## Records for this task
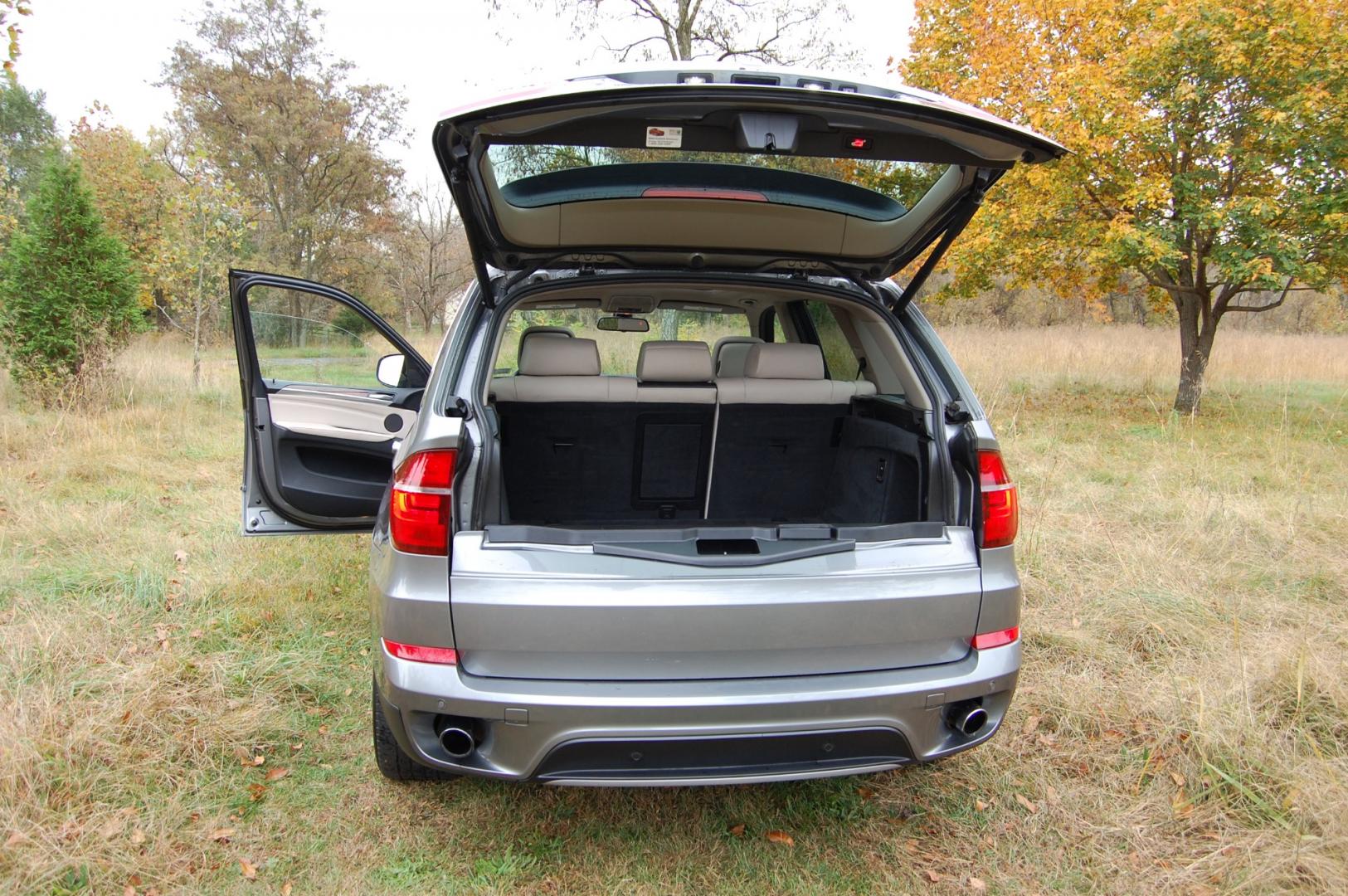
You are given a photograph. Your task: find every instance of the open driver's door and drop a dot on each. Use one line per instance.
(328, 391)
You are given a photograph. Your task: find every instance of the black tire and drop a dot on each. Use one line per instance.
(392, 762)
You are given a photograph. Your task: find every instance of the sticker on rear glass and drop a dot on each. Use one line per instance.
(664, 138)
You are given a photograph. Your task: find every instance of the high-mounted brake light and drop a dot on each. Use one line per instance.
(442, 655)
(701, 193)
(995, 639)
(420, 509)
(1000, 507)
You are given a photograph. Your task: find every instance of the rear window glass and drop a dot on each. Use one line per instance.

## Exercise task
Please turn the records into a Markdown table with the columns Row and Line, one row for each nonblank line, leaving out the pictures.

## Solution
| Row | Line |
|---|---|
| 1 | You are given a photograph. Your task: find every instance of the open driver's door and drop a dot on each. Use one line per instance. |
| 2 | (328, 391) |
| 3 | You are given a photograph. Your task: find every instance of the black tire and drop a dot on each. Use one line per instance. |
| 4 | (392, 762) |
| 5 | You are given a photograph. Your task: find every instance of the sticker on rear glass and drop a dot on each. Use one line per instance. |
| 6 | (664, 138) |
| 7 | You are given a photograph. Your task: find every instance of the high-mounted brake light and drop a dot on each. Use one line per instance. |
| 8 | (442, 655) |
| 9 | (701, 193) |
| 10 | (995, 639) |
| 11 | (420, 509) |
| 12 | (1000, 507) |
| 13 | You are given a photograph. Your task: find every instance of the rear window glass and drop a dot on each. Use one line per instance. |